----- DATA LISTING -----

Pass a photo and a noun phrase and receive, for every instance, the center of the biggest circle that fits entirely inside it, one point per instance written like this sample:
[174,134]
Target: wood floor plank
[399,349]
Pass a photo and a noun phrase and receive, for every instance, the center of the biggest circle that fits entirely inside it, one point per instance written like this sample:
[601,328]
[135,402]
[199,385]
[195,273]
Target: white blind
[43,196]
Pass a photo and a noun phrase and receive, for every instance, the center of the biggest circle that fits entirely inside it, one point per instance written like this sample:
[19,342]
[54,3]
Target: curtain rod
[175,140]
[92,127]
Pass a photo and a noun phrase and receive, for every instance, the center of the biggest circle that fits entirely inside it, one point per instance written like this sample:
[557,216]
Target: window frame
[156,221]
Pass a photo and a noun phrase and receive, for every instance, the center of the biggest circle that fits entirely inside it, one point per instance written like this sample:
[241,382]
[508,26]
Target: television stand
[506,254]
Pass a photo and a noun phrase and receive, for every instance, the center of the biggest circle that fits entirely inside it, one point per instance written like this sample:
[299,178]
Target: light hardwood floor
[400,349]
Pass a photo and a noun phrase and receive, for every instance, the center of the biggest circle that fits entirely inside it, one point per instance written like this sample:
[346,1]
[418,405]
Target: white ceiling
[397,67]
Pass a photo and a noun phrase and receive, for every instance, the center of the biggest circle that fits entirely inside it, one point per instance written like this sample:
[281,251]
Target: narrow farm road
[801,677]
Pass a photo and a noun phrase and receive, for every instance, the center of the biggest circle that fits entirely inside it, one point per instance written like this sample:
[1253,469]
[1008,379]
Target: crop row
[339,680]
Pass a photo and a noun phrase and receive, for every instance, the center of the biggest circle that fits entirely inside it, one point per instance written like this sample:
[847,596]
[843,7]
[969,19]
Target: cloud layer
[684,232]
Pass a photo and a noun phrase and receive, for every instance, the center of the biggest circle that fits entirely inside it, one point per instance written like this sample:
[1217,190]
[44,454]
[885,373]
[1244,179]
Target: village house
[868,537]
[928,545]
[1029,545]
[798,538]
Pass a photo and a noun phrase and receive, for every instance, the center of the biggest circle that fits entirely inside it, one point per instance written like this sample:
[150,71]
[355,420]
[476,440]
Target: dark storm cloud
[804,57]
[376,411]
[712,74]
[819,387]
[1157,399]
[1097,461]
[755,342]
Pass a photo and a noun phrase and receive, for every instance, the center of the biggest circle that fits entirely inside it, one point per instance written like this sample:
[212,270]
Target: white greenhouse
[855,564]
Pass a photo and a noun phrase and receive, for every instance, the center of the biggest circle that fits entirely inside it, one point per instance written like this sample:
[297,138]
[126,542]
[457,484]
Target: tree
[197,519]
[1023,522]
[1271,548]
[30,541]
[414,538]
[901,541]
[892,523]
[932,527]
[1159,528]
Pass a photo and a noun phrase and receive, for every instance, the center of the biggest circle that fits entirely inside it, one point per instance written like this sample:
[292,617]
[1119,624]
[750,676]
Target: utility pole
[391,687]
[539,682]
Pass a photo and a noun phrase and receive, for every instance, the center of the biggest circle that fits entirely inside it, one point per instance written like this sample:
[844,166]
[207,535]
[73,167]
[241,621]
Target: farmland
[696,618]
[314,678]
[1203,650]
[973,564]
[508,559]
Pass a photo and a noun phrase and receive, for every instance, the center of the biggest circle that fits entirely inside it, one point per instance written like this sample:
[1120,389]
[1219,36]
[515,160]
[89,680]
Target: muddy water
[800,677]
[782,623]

-----

• _WHAT YOU WILL DO_
Pull out each line of the data above that contains the string "cloud", treating uppercase and lowercase as different.

• _SOLUTION TO THIS PROBLEM_
Target: cloud layer
Target: dark storm cloud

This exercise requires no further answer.